Task requirements
Starting with the first line and going on through the line with "(545, 1109)", swap "pine tree" for "conifer" and repeat those lines with nothing else changed.

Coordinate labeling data

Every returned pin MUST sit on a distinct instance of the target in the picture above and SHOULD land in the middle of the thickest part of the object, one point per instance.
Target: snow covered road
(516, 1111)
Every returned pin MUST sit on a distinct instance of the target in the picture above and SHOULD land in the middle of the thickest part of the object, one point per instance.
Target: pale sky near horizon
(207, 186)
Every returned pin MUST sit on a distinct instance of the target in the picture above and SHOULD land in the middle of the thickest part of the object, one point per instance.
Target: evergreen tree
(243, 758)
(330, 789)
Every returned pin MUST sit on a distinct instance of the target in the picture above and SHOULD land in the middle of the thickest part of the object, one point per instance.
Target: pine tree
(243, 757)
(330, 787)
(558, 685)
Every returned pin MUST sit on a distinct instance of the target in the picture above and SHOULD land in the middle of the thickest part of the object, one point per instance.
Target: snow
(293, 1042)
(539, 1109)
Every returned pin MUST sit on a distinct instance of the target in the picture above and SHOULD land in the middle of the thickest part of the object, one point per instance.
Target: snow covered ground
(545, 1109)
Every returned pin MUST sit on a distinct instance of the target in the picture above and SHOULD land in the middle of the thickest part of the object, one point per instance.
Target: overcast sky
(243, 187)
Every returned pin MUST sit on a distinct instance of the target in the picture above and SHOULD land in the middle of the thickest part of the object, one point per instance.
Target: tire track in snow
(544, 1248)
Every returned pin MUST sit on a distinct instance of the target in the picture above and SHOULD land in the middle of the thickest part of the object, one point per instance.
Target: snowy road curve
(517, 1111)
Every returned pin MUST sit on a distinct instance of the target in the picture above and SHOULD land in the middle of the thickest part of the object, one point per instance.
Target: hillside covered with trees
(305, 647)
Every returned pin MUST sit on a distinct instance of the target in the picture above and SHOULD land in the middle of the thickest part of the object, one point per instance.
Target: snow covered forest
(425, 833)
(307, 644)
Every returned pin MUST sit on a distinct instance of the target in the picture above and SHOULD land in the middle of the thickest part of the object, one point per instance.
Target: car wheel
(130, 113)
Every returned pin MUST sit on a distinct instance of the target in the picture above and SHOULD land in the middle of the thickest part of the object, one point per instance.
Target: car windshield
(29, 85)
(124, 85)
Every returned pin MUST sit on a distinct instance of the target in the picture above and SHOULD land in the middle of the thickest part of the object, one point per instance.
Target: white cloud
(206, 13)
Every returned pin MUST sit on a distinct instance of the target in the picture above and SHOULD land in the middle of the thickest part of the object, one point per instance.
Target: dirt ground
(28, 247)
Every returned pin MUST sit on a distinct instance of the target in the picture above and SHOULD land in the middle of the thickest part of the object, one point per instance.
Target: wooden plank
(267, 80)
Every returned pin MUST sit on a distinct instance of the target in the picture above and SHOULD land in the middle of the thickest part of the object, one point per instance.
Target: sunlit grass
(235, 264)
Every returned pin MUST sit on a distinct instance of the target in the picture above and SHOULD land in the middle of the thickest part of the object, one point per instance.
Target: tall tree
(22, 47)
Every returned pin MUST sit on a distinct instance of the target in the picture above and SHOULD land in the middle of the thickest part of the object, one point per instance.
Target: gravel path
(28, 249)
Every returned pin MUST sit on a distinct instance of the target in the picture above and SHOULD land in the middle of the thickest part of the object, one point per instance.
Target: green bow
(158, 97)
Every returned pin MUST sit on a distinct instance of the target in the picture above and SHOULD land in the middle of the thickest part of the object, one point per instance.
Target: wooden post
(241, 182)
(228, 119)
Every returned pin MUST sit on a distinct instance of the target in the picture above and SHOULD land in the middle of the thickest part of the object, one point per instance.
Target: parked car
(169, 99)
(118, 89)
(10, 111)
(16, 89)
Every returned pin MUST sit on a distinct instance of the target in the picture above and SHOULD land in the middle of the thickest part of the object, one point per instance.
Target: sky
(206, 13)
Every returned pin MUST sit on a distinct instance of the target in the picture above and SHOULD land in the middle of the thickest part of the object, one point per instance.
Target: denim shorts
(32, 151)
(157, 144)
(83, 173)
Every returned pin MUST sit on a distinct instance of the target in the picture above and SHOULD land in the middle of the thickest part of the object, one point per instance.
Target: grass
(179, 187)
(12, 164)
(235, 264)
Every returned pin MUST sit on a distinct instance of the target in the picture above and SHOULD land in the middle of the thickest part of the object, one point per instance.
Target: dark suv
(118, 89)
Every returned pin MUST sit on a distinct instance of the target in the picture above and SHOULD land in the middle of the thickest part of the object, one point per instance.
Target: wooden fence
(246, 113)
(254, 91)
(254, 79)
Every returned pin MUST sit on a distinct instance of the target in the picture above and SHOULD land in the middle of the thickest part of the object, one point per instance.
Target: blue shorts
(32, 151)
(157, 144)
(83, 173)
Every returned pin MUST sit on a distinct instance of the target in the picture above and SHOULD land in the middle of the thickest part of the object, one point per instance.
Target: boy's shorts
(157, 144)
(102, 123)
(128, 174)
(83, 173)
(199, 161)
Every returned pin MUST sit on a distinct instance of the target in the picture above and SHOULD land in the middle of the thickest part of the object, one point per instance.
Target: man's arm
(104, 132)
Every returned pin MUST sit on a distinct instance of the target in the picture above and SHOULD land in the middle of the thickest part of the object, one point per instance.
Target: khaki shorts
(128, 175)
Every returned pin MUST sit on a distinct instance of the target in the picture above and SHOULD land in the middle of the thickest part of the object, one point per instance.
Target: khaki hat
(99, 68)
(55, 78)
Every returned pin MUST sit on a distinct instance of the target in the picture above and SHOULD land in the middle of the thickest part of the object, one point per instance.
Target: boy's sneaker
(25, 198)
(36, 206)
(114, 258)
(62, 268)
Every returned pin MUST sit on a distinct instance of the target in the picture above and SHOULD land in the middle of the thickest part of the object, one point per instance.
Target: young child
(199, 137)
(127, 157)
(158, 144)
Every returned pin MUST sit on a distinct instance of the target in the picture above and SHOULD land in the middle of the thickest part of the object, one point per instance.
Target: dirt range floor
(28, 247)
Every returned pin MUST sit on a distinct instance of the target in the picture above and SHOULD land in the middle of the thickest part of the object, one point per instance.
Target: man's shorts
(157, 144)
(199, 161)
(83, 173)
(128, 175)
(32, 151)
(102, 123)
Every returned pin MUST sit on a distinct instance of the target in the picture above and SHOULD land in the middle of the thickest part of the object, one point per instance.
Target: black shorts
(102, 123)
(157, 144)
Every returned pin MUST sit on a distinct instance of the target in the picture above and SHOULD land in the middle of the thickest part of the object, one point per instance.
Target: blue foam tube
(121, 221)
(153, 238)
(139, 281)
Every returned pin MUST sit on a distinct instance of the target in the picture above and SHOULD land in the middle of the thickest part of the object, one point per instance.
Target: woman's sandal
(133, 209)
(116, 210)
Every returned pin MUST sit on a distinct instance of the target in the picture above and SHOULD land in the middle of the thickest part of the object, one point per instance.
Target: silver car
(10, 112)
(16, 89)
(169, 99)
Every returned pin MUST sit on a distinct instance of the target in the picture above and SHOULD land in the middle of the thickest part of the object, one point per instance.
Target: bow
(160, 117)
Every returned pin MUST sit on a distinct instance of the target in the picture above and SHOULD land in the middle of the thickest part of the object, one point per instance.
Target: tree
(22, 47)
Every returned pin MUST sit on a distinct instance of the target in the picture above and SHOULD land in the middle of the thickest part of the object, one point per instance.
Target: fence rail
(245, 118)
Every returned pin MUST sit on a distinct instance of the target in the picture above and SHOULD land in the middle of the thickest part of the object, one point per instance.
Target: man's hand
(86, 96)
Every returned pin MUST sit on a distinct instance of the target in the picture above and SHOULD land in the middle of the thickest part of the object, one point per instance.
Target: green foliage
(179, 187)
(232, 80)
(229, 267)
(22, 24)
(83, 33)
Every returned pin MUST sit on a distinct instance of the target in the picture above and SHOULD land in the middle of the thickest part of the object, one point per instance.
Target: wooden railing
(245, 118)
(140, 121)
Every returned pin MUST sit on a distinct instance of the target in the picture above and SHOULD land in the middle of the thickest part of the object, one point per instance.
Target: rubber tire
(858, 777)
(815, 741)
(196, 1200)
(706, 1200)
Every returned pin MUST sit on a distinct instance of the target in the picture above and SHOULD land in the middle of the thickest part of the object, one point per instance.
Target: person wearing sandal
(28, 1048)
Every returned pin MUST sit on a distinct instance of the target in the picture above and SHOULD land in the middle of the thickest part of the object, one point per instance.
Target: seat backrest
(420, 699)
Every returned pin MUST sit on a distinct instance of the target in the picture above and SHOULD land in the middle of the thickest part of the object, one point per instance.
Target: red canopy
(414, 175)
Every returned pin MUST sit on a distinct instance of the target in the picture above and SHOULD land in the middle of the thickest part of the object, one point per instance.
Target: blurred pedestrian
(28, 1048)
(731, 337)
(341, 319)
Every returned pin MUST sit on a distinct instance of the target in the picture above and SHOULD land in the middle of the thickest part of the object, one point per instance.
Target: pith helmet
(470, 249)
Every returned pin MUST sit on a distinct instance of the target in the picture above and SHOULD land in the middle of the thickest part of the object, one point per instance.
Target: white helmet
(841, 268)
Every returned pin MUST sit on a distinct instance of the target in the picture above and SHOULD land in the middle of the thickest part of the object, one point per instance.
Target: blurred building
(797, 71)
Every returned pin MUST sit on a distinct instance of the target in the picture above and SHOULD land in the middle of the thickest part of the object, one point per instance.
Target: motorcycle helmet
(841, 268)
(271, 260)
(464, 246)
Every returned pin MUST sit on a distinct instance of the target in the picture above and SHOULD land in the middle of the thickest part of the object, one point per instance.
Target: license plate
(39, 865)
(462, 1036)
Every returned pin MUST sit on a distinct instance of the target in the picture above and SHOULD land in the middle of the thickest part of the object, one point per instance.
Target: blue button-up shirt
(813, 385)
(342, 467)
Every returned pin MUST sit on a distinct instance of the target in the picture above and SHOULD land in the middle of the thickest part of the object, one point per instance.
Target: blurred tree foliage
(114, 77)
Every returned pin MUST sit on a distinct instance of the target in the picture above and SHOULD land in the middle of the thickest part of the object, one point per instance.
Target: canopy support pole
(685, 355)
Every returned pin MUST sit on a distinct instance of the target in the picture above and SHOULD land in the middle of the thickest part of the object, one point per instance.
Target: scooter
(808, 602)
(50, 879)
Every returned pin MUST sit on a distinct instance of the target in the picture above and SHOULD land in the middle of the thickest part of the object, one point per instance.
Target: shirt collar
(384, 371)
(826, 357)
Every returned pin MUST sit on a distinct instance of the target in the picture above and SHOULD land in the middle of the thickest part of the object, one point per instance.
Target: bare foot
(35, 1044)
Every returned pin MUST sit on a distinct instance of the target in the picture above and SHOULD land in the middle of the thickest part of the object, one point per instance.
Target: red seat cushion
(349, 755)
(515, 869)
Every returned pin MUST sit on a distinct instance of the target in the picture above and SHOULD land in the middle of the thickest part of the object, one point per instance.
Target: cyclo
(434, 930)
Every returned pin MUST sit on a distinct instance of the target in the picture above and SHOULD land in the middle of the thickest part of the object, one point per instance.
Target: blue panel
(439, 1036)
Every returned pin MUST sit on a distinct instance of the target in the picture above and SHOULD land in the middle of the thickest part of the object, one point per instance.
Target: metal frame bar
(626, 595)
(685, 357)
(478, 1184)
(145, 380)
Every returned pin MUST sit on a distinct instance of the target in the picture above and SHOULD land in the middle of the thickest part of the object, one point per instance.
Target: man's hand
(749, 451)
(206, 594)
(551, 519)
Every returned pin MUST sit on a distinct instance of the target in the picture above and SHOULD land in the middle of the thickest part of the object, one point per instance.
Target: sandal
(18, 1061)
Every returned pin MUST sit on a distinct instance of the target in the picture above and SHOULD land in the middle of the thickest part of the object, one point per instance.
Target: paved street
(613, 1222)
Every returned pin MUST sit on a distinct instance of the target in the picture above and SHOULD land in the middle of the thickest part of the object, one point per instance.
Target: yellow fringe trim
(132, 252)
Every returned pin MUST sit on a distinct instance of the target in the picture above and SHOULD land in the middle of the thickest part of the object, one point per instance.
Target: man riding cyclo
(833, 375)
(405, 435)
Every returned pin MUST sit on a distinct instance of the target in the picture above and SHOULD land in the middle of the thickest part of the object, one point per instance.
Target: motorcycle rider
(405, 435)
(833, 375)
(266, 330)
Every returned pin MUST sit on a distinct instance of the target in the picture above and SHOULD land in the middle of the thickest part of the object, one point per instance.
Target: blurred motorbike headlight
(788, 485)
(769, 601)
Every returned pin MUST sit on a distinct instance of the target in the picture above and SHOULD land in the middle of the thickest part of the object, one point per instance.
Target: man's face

Task result
Every returned pin MUST sit on a distinct instance of the target in the picture above and SHOULD land in the middle of the thickest part of the object, one point per instance.
Target: snow covered road
(516, 1111)
Every returned pin MUST sit on a distinct instance of the target in the picture above and SHOULD land in the middle of the thickest part of the object, one point per instance.
Target: pale sky near horizon
(207, 186)
Every returned pin MUST sit on a distinct instance of the target in the picture above and SHOULD land in the middle of the thickest part of the object, one point per instance.
Target: evergreen tree
(243, 758)
(330, 789)
Every returned pin MUST sit on a distinct instance of the target in the picture above and SHOULD land in the middle of the thickest part of the object, one point per instance.
Target: conifer
(243, 757)
(330, 787)
(558, 685)
Every returned pin MUST sit on a distinct instance of the target in the picture above and SHOULD land in the middle of the thickest part of the object, one point per instance.
Target: snow
(293, 1042)
(539, 1109)
Every returned pin MUST sit on a distinct instance of the target in the picture above and SHOULD land in the middle of the thickest part of the object, one point per instance.
Target: snow covered ground
(545, 1109)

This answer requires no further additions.